▶ **Given task**:
Repeat each line exactly, leaving nothing out.

══════════

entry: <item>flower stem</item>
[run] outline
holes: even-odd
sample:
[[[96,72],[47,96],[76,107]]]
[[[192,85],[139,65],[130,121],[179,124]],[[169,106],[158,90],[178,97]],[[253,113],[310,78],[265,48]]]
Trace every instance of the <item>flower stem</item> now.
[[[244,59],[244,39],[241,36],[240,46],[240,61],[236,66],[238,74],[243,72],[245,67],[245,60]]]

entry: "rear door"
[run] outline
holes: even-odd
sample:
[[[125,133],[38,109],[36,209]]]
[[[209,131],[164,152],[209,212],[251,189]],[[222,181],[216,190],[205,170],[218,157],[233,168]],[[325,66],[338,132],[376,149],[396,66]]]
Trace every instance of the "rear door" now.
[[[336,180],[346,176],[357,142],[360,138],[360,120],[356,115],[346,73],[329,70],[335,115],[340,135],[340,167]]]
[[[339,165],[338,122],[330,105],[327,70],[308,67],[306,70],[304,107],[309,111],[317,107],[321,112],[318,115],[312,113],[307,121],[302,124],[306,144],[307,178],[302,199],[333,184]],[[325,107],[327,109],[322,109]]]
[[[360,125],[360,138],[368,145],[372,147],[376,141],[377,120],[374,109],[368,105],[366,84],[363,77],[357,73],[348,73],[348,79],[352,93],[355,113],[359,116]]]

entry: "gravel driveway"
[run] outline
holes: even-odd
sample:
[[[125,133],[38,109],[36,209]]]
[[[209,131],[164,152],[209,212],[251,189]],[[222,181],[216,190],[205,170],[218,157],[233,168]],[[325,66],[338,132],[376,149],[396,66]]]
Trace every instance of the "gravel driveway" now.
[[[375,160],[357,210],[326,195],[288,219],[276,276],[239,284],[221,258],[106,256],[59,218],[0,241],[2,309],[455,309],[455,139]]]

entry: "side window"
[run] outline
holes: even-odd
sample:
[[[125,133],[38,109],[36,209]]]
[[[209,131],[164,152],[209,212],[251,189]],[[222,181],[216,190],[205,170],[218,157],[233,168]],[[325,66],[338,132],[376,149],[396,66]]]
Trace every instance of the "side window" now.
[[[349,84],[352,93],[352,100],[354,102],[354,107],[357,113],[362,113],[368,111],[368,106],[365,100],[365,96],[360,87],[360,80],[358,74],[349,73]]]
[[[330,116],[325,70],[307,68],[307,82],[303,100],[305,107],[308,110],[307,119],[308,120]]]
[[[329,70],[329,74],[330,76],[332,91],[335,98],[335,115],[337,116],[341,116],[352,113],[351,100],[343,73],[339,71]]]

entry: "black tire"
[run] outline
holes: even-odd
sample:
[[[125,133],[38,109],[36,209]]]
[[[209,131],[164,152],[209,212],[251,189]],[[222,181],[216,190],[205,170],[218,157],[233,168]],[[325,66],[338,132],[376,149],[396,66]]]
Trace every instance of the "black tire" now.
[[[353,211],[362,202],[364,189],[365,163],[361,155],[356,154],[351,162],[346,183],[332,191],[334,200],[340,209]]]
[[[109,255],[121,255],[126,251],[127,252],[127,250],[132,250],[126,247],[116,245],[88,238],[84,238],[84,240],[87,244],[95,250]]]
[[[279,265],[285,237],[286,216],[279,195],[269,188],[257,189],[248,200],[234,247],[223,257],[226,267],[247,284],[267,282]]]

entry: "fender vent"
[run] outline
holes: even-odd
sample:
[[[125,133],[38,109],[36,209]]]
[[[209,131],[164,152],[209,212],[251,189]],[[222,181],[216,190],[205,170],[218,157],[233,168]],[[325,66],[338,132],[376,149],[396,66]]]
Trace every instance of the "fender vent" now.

══════════

▶ **Response to this task**:
entry: <item>flower stem</item>
[run] outline
holes: even-odd
sample:
[[[96,72],[47,96],[76,107]]]
[[[192,85],[139,65],[130,121],[179,124]],[[169,106],[158,90],[178,97]],[[253,113],[310,78],[265,48]]]
Trace every instance of the <item>flower stem</item> now.
[[[244,59],[244,39],[241,36],[240,46],[240,61],[236,66],[238,74],[243,72],[245,67],[245,60]]]

entry: "rear door"
[run] outline
holes: even-odd
sample:
[[[125,133],[38,109],[36,209]]]
[[[209,131],[164,152],[209,212],[251,189]],[[222,181],[216,190],[205,170],[218,157],[233,168]],[[325,66],[338,132],[376,149],[396,66]]]
Trace every instance of the "rear door" now.
[[[336,180],[346,176],[357,142],[360,138],[360,120],[356,115],[346,73],[329,70],[335,115],[340,135],[340,167]]]
[[[339,165],[338,122],[330,105],[327,70],[308,67],[306,70],[304,107],[309,111],[317,107],[321,112],[318,115],[312,113],[307,121],[302,124],[306,144],[307,178],[302,199],[333,184]],[[325,107],[327,109],[322,109]]]
[[[360,125],[360,138],[368,145],[372,147],[376,141],[377,120],[374,109],[368,105],[366,84],[363,77],[357,73],[348,73],[348,79],[352,93],[355,113],[359,116]]]

entry: "gravel driveway"
[run] outline
holes: even-odd
sample:
[[[125,133],[38,109],[36,209]]]
[[[209,131],[164,152],[209,212],[251,189]],[[222,181],[216,190],[205,170],[218,157],[233,168]],[[325,66],[338,132],[376,149],[396,66]]]
Trace every instance of the "gravel driveway" now.
[[[375,160],[357,210],[326,195],[288,219],[276,276],[239,284],[221,258],[106,256],[59,218],[0,241],[2,309],[455,309],[455,139]]]

entry: "side window"
[run] outline
holes: even-odd
sample:
[[[125,133],[38,109],[36,209]]]
[[[209,131],[164,152],[209,212],[251,189]],[[222,181],[216,190],[205,170],[218,157],[233,168]],[[325,66],[338,132],[376,149],[396,66]]]
Trace every instance of the "side window" now.
[[[349,84],[352,93],[352,100],[354,102],[354,107],[357,113],[362,113],[368,111],[368,106],[365,100],[365,96],[360,87],[360,80],[358,74],[349,73]]]
[[[330,116],[325,70],[307,68],[307,82],[303,100],[305,107],[308,110],[307,119],[308,120]]]
[[[329,70],[329,74],[330,76],[332,91],[335,98],[335,115],[337,116],[341,116],[352,113],[351,100],[343,73],[339,71]]]

entry: "black tire"
[run] outline
holes: even-odd
sample:
[[[125,133],[38,109],[36,209]]]
[[[209,131],[164,152],[209,212],[251,189]],[[222,181],[216,190],[205,170],[218,157],[233,168]],[[325,66],[338,132],[376,149],[396,66]]]
Trace every instance of the "black tire" now.
[[[353,211],[362,202],[364,189],[365,163],[361,155],[356,154],[351,162],[346,183],[332,191],[334,200],[340,209]]]
[[[109,255],[121,255],[126,251],[127,252],[127,250],[132,250],[126,247],[116,245],[88,238],[84,238],[84,240],[87,244],[95,250]]]
[[[279,265],[285,237],[286,216],[279,195],[269,188],[257,189],[248,200],[234,247],[223,257],[226,267],[247,284],[267,282]]]

entry: "fender vent"
[run] outline
holes: even-odd
sample:
[[[125,133],[38,109],[36,209]]]
[[[209,131],[164,152],[209,212],[251,189]],[[222,181],[216,190],[205,170],[218,157],[233,168]],[[325,66],[338,132],[376,149],[396,66]]]
Trace every instance of the "fender vent" now.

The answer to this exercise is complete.